• **The task**
Pick out each line in the material below that contains the word "steel", and copy those lines.

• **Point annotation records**
** begin **
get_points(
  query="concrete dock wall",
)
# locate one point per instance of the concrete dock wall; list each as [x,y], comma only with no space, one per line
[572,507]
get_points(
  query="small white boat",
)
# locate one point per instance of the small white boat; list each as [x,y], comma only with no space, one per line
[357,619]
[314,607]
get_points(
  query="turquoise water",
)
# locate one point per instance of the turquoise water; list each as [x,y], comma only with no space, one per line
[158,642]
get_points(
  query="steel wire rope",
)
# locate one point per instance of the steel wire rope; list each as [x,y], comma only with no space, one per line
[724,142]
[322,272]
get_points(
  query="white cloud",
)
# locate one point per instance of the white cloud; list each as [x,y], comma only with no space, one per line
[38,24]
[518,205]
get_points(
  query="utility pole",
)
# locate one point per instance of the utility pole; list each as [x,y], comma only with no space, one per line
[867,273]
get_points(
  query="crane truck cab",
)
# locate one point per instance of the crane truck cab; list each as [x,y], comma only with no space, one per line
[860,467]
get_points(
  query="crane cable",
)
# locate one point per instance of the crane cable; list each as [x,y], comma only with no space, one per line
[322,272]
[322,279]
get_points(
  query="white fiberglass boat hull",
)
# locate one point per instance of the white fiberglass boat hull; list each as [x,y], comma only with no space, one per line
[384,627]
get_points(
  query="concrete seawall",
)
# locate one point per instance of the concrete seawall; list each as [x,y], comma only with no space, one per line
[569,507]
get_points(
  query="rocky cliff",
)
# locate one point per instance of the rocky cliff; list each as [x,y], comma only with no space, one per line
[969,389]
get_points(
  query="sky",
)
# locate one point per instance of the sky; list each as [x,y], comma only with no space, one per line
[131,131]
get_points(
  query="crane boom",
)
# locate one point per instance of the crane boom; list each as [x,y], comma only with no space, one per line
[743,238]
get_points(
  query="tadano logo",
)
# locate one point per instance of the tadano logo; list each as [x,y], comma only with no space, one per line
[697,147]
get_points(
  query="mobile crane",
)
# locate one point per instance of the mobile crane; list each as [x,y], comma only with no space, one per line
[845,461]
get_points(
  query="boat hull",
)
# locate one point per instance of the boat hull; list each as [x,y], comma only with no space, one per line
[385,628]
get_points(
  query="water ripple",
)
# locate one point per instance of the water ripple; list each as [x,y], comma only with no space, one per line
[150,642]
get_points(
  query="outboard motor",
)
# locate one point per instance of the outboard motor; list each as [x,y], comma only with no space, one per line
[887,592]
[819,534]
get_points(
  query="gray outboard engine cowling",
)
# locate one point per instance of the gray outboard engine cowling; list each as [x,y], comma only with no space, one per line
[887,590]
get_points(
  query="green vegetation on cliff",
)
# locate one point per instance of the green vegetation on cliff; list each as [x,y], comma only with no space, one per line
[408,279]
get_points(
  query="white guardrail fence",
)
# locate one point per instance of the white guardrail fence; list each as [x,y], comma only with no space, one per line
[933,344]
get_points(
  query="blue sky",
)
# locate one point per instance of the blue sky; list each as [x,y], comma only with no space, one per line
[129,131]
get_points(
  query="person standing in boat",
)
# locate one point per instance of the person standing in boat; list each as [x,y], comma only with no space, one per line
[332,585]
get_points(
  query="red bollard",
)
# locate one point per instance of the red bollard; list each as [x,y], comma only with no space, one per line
** end **
• **Finished answer**
  query="steel wire rope",
# locate one point per instance of the steel wire rope; list each as [x,y], comma only with no space, one per line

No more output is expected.